Start of PROVIDED PASSAGE
Labor Day 2004 was anything but a picnic for the vast majority of America’s 147-million-member labor force. No matter how you slice it, most U.S. workers are worse off than they were at this time last year.
The average real wage – that is, adjusted for inflation – has actually fallen over the past year. This in spite of the fact that the economy has grown by 4.7 percent. In other words, even when the economy is growing, most of the people who make it grow aren’t getting anything out of it.
This continues a long-term trend – briefly interrupted in the late 1990s – that has dominated the last 30 years. Over the past three decades, the median real wage has grown by only about 8 percent. In other words, the majority of the American labor force has failed to share in the gains from economic growth.
This by itself is an outrage and ought to be a major political issue in an election year. Prior to the “Age of Greed” it was normal for the wages of most workers to grow with productivity. If that had happened over the past three decades, the typical (median) family income would be more than $60,000, instead of the $43,300 that it is today.
End of PROVIDED PASSAGE
WORK ORDER:
From the passage on workers' wages, reproduce the part that begins with the words "This by itself" and ends with "it is today.".
Start of PROVIDED INFORMATION
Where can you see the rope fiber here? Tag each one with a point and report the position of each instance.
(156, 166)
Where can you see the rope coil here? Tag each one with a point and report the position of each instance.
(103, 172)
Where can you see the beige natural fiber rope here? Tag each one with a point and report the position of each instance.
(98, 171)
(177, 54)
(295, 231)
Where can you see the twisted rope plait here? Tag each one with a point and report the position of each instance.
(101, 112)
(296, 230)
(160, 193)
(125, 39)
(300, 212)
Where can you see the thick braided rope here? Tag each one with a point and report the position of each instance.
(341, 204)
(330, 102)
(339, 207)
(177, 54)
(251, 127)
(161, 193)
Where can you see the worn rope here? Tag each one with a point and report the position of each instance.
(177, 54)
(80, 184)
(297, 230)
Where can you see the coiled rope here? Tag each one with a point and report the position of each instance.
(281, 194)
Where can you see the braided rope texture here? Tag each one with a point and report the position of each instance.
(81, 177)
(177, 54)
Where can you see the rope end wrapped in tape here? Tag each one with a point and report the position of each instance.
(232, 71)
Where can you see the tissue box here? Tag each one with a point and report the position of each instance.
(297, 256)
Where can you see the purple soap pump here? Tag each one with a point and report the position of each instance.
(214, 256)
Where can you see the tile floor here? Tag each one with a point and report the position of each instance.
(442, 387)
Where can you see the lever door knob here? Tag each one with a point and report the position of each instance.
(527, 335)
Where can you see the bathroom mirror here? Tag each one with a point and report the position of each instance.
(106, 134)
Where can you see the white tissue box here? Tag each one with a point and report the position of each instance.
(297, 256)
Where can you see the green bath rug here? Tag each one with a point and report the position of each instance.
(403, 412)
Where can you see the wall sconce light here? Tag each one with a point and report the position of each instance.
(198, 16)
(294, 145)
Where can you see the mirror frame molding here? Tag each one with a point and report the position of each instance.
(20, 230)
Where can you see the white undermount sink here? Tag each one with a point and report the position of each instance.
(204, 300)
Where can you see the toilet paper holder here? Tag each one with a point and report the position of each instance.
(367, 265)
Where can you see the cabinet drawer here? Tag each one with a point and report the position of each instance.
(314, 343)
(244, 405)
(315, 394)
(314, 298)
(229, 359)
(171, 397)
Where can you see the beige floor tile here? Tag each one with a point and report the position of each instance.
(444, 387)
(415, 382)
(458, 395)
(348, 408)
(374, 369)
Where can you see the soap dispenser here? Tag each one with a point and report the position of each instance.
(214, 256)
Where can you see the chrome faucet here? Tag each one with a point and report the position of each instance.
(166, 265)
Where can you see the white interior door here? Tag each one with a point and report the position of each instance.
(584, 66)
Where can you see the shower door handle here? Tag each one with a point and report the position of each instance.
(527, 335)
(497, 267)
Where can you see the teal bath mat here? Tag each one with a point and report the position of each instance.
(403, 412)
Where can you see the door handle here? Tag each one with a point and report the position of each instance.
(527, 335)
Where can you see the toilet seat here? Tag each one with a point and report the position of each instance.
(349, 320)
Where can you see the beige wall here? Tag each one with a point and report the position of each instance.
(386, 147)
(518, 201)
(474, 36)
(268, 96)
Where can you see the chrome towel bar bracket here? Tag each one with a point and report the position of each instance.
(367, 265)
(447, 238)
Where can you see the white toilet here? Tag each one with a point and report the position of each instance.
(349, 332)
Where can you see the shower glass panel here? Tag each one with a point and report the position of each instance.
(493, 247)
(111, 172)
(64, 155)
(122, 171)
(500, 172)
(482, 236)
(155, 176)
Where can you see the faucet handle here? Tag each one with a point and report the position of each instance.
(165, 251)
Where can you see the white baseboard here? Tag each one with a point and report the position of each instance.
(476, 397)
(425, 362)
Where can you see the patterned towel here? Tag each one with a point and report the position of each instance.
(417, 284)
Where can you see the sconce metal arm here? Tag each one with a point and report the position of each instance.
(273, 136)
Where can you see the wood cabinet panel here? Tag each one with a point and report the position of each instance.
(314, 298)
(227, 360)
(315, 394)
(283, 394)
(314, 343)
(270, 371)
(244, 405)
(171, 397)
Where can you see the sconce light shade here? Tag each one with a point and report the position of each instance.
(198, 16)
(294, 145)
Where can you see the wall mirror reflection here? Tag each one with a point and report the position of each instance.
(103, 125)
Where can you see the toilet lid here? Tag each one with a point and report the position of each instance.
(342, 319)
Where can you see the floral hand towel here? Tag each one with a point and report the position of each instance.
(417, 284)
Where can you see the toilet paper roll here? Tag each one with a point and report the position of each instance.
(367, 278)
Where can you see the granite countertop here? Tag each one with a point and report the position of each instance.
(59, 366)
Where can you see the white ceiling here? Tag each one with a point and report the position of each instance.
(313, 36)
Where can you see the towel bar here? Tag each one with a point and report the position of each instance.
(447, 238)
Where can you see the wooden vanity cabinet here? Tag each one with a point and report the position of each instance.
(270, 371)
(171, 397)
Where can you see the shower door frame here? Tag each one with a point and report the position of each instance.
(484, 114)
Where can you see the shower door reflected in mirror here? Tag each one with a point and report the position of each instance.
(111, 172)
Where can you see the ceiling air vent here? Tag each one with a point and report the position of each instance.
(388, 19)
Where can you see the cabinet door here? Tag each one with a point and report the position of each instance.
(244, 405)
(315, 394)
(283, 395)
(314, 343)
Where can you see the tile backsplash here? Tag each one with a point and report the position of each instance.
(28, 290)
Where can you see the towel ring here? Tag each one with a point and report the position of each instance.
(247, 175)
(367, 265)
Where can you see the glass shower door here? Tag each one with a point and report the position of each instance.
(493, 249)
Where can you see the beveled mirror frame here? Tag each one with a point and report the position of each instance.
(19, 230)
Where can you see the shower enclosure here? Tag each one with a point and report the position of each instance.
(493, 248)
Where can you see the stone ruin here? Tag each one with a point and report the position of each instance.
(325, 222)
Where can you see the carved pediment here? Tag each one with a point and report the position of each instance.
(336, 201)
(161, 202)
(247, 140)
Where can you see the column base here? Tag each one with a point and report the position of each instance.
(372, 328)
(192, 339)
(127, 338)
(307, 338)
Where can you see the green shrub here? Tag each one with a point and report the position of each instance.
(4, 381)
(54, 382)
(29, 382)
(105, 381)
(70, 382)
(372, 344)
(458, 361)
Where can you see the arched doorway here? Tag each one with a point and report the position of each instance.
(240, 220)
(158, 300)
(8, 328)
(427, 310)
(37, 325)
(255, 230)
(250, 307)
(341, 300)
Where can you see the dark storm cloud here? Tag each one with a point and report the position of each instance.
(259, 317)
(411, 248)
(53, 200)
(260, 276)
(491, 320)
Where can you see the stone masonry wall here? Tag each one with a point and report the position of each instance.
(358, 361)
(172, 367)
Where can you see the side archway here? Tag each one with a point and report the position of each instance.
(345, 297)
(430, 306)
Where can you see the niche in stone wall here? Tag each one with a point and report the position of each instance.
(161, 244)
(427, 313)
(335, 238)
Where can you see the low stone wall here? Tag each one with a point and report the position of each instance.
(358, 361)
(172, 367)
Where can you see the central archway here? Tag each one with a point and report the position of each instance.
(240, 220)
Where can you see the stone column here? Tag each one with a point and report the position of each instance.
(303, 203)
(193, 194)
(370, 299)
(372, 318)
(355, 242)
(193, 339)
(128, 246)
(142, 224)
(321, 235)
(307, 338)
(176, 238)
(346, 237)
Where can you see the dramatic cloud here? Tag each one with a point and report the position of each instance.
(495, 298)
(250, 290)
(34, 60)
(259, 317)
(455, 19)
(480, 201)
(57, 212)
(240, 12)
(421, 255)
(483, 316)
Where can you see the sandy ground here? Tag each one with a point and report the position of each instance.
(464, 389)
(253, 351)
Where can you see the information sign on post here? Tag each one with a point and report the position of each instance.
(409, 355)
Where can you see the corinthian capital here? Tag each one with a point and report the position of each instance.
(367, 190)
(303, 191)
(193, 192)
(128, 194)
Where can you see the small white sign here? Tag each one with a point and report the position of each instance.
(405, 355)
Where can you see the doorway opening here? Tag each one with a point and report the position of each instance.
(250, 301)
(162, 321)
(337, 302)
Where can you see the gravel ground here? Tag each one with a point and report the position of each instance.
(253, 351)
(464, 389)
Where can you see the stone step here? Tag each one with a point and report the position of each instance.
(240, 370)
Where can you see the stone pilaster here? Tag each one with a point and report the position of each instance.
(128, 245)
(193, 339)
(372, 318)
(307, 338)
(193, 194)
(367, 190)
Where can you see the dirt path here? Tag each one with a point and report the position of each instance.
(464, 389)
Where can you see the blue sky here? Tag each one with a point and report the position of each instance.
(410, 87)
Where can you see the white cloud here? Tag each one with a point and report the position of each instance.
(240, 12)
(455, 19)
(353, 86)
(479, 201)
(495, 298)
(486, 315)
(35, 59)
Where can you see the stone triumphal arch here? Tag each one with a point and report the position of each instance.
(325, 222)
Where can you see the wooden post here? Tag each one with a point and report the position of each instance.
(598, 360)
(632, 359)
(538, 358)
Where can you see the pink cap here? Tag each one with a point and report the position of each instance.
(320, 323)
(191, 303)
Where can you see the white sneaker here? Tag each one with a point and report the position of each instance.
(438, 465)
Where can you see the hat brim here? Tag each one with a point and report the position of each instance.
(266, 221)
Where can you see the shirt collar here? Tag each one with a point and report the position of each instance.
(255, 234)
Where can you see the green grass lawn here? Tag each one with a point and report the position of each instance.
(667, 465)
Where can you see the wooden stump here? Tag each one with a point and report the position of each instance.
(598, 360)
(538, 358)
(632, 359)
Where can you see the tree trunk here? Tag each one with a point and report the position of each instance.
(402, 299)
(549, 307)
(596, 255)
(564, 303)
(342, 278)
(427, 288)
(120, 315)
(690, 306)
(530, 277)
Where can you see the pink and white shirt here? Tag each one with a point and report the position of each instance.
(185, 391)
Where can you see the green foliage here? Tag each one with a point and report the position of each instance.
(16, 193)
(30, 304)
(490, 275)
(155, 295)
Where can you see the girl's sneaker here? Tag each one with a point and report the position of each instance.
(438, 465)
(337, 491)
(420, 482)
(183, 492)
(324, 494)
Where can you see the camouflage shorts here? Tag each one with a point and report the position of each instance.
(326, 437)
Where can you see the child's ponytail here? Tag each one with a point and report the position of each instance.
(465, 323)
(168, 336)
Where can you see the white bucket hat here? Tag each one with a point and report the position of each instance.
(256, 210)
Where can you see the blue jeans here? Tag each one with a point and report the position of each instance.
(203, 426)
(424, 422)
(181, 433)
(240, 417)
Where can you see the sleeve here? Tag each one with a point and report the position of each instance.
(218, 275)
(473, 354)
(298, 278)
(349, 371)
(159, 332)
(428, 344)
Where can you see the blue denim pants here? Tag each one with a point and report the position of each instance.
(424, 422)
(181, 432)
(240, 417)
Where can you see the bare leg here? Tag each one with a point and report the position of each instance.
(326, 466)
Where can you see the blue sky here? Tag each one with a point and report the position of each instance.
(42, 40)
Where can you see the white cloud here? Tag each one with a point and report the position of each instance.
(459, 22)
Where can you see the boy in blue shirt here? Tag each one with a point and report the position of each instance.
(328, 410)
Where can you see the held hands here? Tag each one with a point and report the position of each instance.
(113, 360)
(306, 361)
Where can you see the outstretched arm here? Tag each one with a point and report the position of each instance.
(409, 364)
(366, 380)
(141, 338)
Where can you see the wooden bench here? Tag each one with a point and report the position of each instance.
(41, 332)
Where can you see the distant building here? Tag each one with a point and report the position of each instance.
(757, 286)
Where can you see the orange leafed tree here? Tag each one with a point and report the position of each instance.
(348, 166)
End of PROVIDED INFORMATION
REPLY:
This by itself is an outrage and ought to be a major political issue in an election year. Prior to the “Age of Greed” it was normal for the wages of most workers to grow with productivity. If that had happened over the past three decades, the typical (median) family income would be more than $60,000, instead of the $43,300 that it is today.